### Assigned task A:
From the gulper eel passage, reproduce word for word the stretch starting with "- Authority: Harwood, 1827" and going on through "or full distribution.".
### Assigned task B:
In the gulper eel passage, what is the greatest depth at which Saccopharynx ampullaceus is found?

### Selected passage:
:::

Scientific classification
- Kingdom: Animalia
- Phylum: Chordata
- Class: Actinopterygii
- Order: Anguilliformes
- Family: Saccopharyngidae
- Genus: Saccopharynx
- Species: S. ampullaceus
- Binomial name: Saccopharynx ampullaceus Harwood, 1827
- Synonyms: Saccopharynx flagellum; Ophiognathus ampullaceus; Leptocephalus latissimus;

= Saccopharynx ampullaceus =

- Authority: Harwood, 1827
- Conservation status: LC
- Synonyms: Saccopharynx flagellum, Ophiognathus ampullaceus, Leptocephalus latissimus

Species of fish

Saccopharynx ampullaceus, referred to as the gulper eel, gulper, taillight gulper or pelican-fish, is an ocean-dwelling eel found in the North Atlantic Ocean. They are found up to a depth of 3000 m. These fish are rarely observed, so little information is currently known about their habits or full distribution.

:::

### Information shown:

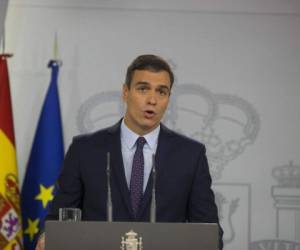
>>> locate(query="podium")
[45,221,218,250]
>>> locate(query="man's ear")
[122,83,129,102]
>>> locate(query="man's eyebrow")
[157,85,170,90]
[135,81,149,86]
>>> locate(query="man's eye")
[138,87,147,92]
[158,89,168,96]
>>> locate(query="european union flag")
[21,60,64,250]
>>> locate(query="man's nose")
[147,93,157,105]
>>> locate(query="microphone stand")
[106,152,112,222]
[150,154,156,223]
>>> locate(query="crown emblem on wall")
[272,161,300,187]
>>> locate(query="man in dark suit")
[37,55,223,249]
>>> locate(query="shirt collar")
[121,119,160,150]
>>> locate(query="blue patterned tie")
[130,137,146,216]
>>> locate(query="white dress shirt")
[121,119,160,192]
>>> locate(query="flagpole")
[53,31,62,66]
[2,25,5,54]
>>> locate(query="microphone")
[106,152,112,222]
[150,154,156,223]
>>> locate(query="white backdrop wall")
[6,0,300,250]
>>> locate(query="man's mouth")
[144,110,155,119]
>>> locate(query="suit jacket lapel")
[138,124,173,218]
[108,121,134,218]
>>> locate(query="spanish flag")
[0,54,22,250]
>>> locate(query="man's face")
[123,70,171,135]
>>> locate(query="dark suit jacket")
[47,122,222,244]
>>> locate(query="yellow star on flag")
[35,185,54,208]
[24,219,40,241]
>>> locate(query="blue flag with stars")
[21,60,64,250]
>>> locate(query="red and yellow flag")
[0,54,22,250]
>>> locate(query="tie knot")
[136,137,146,148]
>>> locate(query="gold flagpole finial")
[53,32,59,61]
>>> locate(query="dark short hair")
[125,55,174,88]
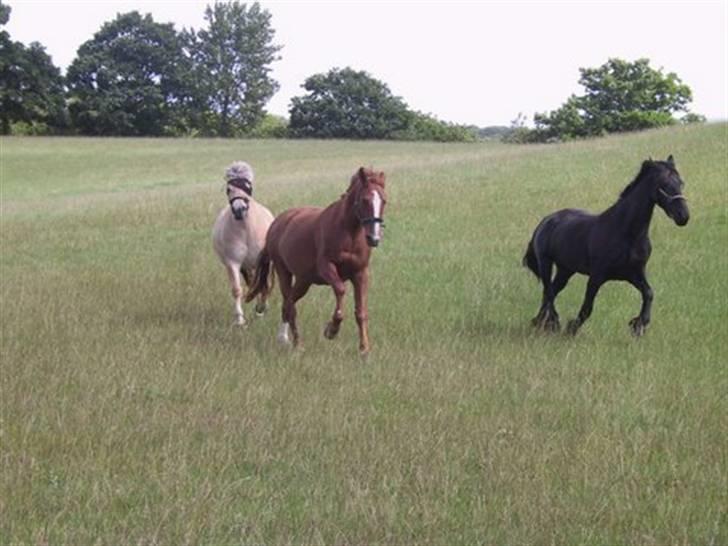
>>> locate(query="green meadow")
[0,124,728,546]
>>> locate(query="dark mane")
[619,159,656,199]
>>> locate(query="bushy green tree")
[0,2,64,134]
[186,1,281,137]
[67,11,189,136]
[289,67,410,139]
[531,59,692,141]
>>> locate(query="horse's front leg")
[352,269,369,356]
[629,271,652,337]
[567,275,605,335]
[318,261,346,339]
[225,263,245,326]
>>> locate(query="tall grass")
[0,124,728,545]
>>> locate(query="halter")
[227,178,253,220]
[657,188,688,203]
[354,187,384,227]
[227,178,253,197]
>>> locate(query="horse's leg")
[352,268,369,355]
[531,256,553,329]
[274,262,295,345]
[628,271,652,337]
[225,262,245,326]
[286,278,311,347]
[567,275,606,335]
[240,267,268,317]
[548,267,574,331]
[318,262,346,339]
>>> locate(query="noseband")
[354,190,384,227]
[227,178,253,205]
[227,178,253,197]
[657,188,688,203]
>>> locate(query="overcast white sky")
[2,0,728,126]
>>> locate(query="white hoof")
[277,322,291,346]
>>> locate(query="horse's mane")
[619,156,677,199]
[341,167,384,199]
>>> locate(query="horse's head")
[225,161,254,220]
[349,167,387,247]
[650,155,690,226]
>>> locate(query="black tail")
[245,250,275,303]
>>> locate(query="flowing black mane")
[619,156,677,199]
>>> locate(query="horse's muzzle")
[367,235,379,248]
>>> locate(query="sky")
[2,0,728,127]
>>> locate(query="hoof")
[276,323,293,347]
[324,322,339,339]
[629,317,647,337]
[543,318,561,333]
[566,319,581,336]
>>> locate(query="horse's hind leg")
[531,257,563,331]
[274,262,296,345]
[567,275,606,335]
[240,267,268,317]
[546,266,574,331]
[225,263,245,326]
[628,271,652,337]
[352,269,369,356]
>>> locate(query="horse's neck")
[609,183,655,237]
[337,190,363,234]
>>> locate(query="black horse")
[523,156,690,336]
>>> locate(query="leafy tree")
[67,11,189,136]
[186,0,281,137]
[0,2,64,134]
[290,68,411,139]
[532,59,692,141]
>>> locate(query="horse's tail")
[245,249,275,303]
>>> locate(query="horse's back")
[531,209,597,273]
[266,207,323,274]
[212,200,273,267]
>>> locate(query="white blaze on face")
[372,191,382,241]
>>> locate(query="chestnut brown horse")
[245,167,387,354]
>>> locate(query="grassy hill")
[0,124,728,546]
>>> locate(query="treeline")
[0,0,477,141]
[504,59,705,143]
[0,0,705,143]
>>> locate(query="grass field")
[0,124,728,546]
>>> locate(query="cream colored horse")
[212,161,273,326]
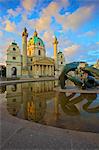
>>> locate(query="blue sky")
[0,0,99,64]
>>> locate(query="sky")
[0,0,99,64]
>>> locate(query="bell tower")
[53,36,58,70]
[22,28,28,78]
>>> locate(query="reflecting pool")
[0,81,99,133]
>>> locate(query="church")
[6,28,65,78]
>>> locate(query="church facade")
[6,28,65,78]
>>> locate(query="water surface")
[0,81,99,133]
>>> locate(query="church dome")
[28,31,44,47]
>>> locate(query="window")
[13,47,16,51]
[13,57,16,60]
[38,50,41,55]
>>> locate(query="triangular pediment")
[33,57,54,65]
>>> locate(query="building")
[93,59,99,69]
[6,28,63,78]
[0,65,6,78]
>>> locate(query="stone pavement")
[0,77,58,86]
[0,94,99,150]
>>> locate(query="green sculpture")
[59,62,99,89]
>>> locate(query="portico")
[32,58,54,77]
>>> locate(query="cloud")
[5,20,16,32]
[7,7,22,17]
[0,37,13,64]
[78,31,96,37]
[58,6,94,30]
[22,0,36,11]
[0,31,3,37]
[96,42,99,44]
[42,31,54,48]
[64,44,80,57]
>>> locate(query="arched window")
[13,47,16,51]
[11,67,17,77]
[38,50,41,56]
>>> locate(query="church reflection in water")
[6,81,99,132]
[6,81,55,122]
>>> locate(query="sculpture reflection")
[58,92,99,116]
[6,81,54,122]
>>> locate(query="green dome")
[28,36,44,47]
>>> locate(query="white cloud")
[57,6,94,30]
[5,20,16,32]
[78,31,96,37]
[0,31,3,37]
[22,0,37,11]
[64,44,80,57]
[7,7,22,17]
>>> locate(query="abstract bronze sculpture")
[59,62,99,89]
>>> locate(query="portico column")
[42,65,43,76]
[49,66,51,76]
[38,65,41,75]
[46,65,48,76]
[52,66,54,76]
[35,65,37,75]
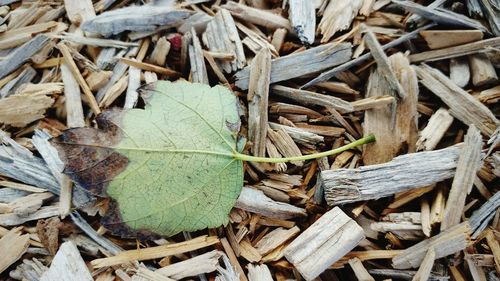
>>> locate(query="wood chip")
[363,53,418,165]
[40,241,94,281]
[155,250,223,280]
[81,5,191,37]
[409,37,500,63]
[0,34,50,79]
[288,0,316,44]
[284,207,365,280]
[349,258,375,281]
[91,235,219,268]
[235,43,351,90]
[420,30,483,49]
[392,222,470,269]
[321,147,460,206]
[441,125,483,231]
[415,64,499,136]
[235,187,306,220]
[318,0,363,43]
[247,48,271,157]
[0,228,30,273]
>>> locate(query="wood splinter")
[284,207,365,281]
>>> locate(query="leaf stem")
[234,135,375,163]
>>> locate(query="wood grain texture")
[321,146,460,206]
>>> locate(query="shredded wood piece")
[284,207,365,280]
[0,228,30,273]
[321,144,460,203]
[40,241,94,281]
[91,235,219,268]
[441,125,483,231]
[392,222,470,269]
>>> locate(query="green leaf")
[54,81,243,236]
[52,81,374,237]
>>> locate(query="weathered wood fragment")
[288,0,316,45]
[441,125,483,231]
[0,88,54,127]
[123,66,141,109]
[417,107,453,151]
[406,0,447,27]
[479,0,500,36]
[271,28,287,53]
[363,52,418,165]
[412,247,436,281]
[248,264,273,281]
[420,197,432,237]
[318,0,363,43]
[247,49,271,157]
[368,269,448,281]
[53,32,139,49]
[91,235,219,268]
[118,58,180,76]
[0,206,59,226]
[486,229,500,273]
[218,237,248,281]
[235,43,352,90]
[57,42,101,115]
[255,226,300,256]
[70,211,123,255]
[415,64,499,136]
[450,57,470,88]
[420,30,483,49]
[177,11,213,34]
[81,5,191,37]
[321,146,460,203]
[202,9,246,73]
[0,21,58,50]
[351,95,396,111]
[64,0,95,26]
[267,128,304,166]
[271,85,354,113]
[392,222,470,269]
[284,207,365,280]
[61,63,85,128]
[149,36,171,66]
[0,34,50,79]
[40,241,94,281]
[155,250,224,280]
[189,28,208,85]
[0,66,36,98]
[469,54,498,87]
[469,192,500,236]
[364,26,407,98]
[409,37,500,63]
[392,0,488,32]
[477,85,500,104]
[349,258,375,281]
[301,23,435,89]
[269,122,324,147]
[0,228,30,273]
[221,1,292,31]
[235,187,306,220]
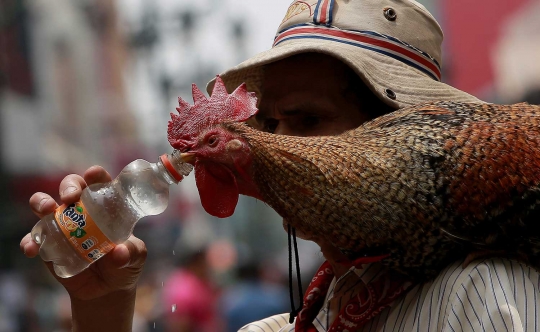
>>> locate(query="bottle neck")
[156,150,193,184]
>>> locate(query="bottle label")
[55,201,115,262]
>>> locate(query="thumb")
[109,235,147,268]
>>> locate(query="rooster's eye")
[208,136,218,147]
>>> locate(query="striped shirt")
[239,258,540,332]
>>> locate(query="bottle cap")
[159,154,184,182]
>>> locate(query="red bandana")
[295,261,411,332]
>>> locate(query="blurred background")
[0,0,540,332]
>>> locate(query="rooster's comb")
[167,75,257,151]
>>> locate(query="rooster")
[168,77,540,279]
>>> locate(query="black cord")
[287,224,304,324]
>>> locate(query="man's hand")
[20,166,146,331]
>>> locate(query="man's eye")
[263,119,279,133]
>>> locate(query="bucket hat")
[207,0,481,108]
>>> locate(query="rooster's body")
[169,78,540,278]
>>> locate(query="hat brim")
[207,38,482,108]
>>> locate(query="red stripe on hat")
[274,27,441,80]
[319,0,329,24]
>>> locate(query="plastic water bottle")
[32,150,192,278]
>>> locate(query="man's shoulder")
[424,257,540,302]
[379,258,540,331]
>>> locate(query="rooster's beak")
[180,152,195,164]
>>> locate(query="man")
[21,0,540,331]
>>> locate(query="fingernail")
[38,198,49,211]
[62,186,77,196]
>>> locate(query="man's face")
[252,53,376,249]
[253,53,369,136]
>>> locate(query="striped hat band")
[273,23,441,81]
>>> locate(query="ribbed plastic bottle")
[31,150,192,278]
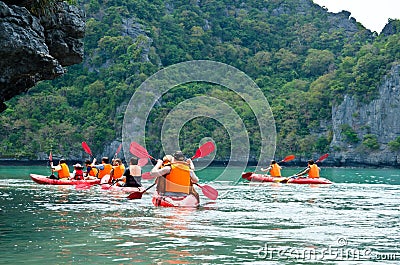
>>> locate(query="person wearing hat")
[84,160,99,179]
[261,160,282,178]
[70,163,84,180]
[50,159,70,179]
[93,156,112,183]
[150,151,199,197]
[293,159,321,178]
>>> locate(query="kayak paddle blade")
[127,191,143,200]
[142,172,155,179]
[192,141,215,159]
[242,172,253,180]
[195,183,218,200]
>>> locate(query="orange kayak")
[30,174,100,185]
[152,192,200,208]
[242,172,332,184]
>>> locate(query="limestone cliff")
[331,65,400,166]
[0,1,85,112]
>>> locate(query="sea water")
[0,166,400,265]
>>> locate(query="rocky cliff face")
[331,65,400,166]
[0,1,85,112]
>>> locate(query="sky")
[313,0,400,33]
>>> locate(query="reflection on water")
[0,166,400,264]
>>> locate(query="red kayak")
[101,184,144,193]
[152,192,200,208]
[242,172,332,184]
[30,174,100,185]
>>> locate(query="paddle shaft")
[294,154,328,175]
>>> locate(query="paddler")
[109,158,125,182]
[50,159,71,179]
[85,160,99,179]
[261,160,282,178]
[150,151,199,197]
[70,163,84,180]
[93,156,112,183]
[119,156,142,187]
[294,159,321,178]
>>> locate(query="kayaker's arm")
[186,158,194,170]
[150,160,171,177]
[295,167,310,177]
[260,167,272,172]
[51,165,62,171]
[190,170,199,183]
[93,164,104,170]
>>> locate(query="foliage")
[362,134,379,150]
[0,0,400,159]
[388,136,400,152]
[340,124,360,143]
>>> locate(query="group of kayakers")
[51,148,199,198]
[261,159,321,178]
[50,157,142,187]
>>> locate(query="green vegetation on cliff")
[0,0,400,159]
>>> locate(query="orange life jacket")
[112,165,125,179]
[58,163,70,179]
[269,164,281,177]
[74,169,83,180]
[165,163,190,194]
[89,167,98,177]
[99,164,112,179]
[308,164,319,178]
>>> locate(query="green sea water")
[0,166,400,265]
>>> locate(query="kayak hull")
[101,184,144,193]
[242,173,332,184]
[152,192,200,208]
[30,174,100,185]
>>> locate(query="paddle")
[114,143,122,159]
[49,151,58,179]
[191,141,215,160]
[75,142,99,189]
[279,154,329,183]
[129,142,154,159]
[127,141,218,200]
[242,155,295,180]
[127,182,157,200]
[294,154,329,175]
[194,183,218,200]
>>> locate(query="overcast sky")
[313,0,400,33]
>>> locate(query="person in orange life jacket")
[150,151,199,197]
[84,160,99,179]
[70,163,84,180]
[50,159,71,179]
[294,159,321,178]
[110,158,125,184]
[93,156,112,183]
[261,160,282,178]
[118,157,142,187]
[154,155,174,194]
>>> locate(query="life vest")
[156,161,171,194]
[74,169,83,180]
[58,163,70,179]
[99,164,112,179]
[308,164,319,178]
[89,167,99,177]
[112,165,125,179]
[269,164,281,177]
[165,163,190,194]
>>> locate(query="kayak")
[151,192,200,208]
[101,184,144,193]
[30,174,100,185]
[242,172,332,184]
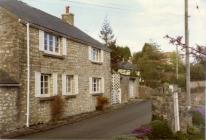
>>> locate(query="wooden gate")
[112,74,122,104]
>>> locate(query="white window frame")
[40,73,51,97]
[89,46,104,63]
[66,75,75,95]
[44,32,61,55]
[62,74,79,96]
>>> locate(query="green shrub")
[187,126,201,135]
[149,120,174,139]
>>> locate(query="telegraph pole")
[185,0,191,109]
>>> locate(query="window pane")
[49,35,53,51]
[44,88,49,94]
[55,37,59,53]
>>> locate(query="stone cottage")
[0,0,111,131]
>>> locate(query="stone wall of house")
[0,87,19,132]
[0,9,111,131]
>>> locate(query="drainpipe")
[26,23,30,127]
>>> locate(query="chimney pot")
[62,6,74,25]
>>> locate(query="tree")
[117,46,131,61]
[99,18,116,47]
[133,43,166,88]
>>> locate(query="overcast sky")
[22,0,206,52]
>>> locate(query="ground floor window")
[92,78,102,93]
[41,74,51,95]
[66,75,74,95]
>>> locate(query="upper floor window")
[44,32,60,54]
[89,77,104,94]
[89,47,104,63]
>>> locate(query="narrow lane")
[21,102,152,139]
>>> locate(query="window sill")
[38,96,55,101]
[43,52,65,59]
[64,94,78,99]
[91,93,103,96]
[90,60,103,65]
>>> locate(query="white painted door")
[129,80,134,98]
[112,74,122,104]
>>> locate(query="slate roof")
[0,0,111,52]
[118,61,138,70]
[0,69,18,84]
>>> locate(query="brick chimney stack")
[62,6,74,25]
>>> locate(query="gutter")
[18,19,30,127]
[26,23,30,127]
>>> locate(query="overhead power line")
[69,0,137,11]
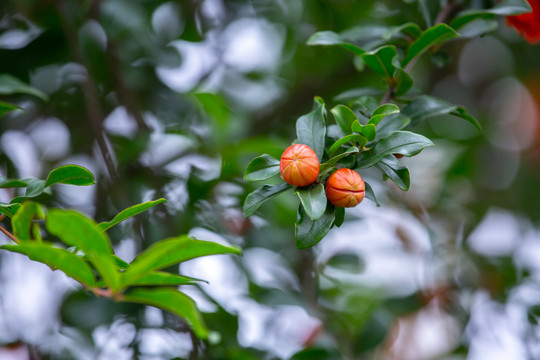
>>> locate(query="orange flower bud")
[326,169,365,207]
[279,144,319,186]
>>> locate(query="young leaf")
[296,97,326,162]
[307,31,365,55]
[0,74,48,101]
[330,105,357,135]
[0,242,95,287]
[357,131,433,168]
[130,271,204,286]
[45,165,95,187]
[362,45,397,81]
[244,183,292,217]
[375,155,411,191]
[328,134,367,156]
[401,24,458,67]
[11,201,45,242]
[244,154,279,181]
[123,288,208,339]
[0,101,21,118]
[294,204,335,249]
[122,235,240,286]
[364,180,381,207]
[45,209,120,290]
[295,184,328,221]
[368,104,399,126]
[98,198,167,231]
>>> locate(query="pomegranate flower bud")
[326,169,365,207]
[279,144,319,186]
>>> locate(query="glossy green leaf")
[0,101,21,118]
[295,204,335,249]
[122,235,240,287]
[296,97,326,162]
[364,180,381,207]
[244,154,279,181]
[375,113,411,141]
[295,184,328,221]
[129,271,204,286]
[0,203,22,218]
[362,45,397,81]
[123,288,208,339]
[401,95,482,131]
[328,134,367,156]
[11,201,45,242]
[244,183,292,217]
[45,165,95,187]
[357,131,433,168]
[330,105,357,135]
[0,74,49,101]
[368,104,399,126]
[307,31,365,55]
[401,24,458,67]
[98,198,167,231]
[375,155,411,191]
[45,209,120,290]
[0,242,95,287]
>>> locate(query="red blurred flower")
[506,0,540,44]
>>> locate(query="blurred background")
[0,0,540,360]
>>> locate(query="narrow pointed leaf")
[122,235,240,286]
[123,288,208,339]
[296,97,326,162]
[295,184,328,221]
[45,209,120,290]
[244,183,292,217]
[0,242,95,287]
[244,154,279,181]
[98,198,167,231]
[45,165,95,187]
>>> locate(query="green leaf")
[394,69,413,96]
[130,271,204,286]
[244,154,279,181]
[401,95,482,131]
[321,146,358,170]
[11,201,45,242]
[45,165,95,187]
[330,105,357,135]
[122,235,240,287]
[362,45,397,81]
[375,113,411,141]
[364,180,381,207]
[45,209,120,290]
[307,31,365,55]
[295,184,328,221]
[0,74,49,101]
[244,183,292,217]
[295,204,335,249]
[328,134,367,156]
[123,288,208,339]
[0,101,22,118]
[296,97,326,162]
[418,0,441,27]
[401,24,458,67]
[357,131,433,168]
[375,155,411,191]
[98,198,167,231]
[0,203,22,218]
[0,242,96,287]
[368,104,399,126]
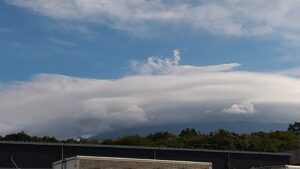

:::

### Task output A:
- Authority: Harwood, 1827
- Conservation status: LC
- Synonyms: Saccopharynx flagellum, Ophiognathus ampullaceus, Leptocephalus latissimus

Species of fish

Saccopharynx ampullaceus, referred to as the gulper eel, gulper, taillight gulper or pelican-fish, is an ocean-dwelling eel found in the North Atlantic Ocean. They are found up to a depth of 3000 m. These fish are rarely observed, so little information is currently known about their habits or full distribution.

### Task output B:
Up to 3000 m.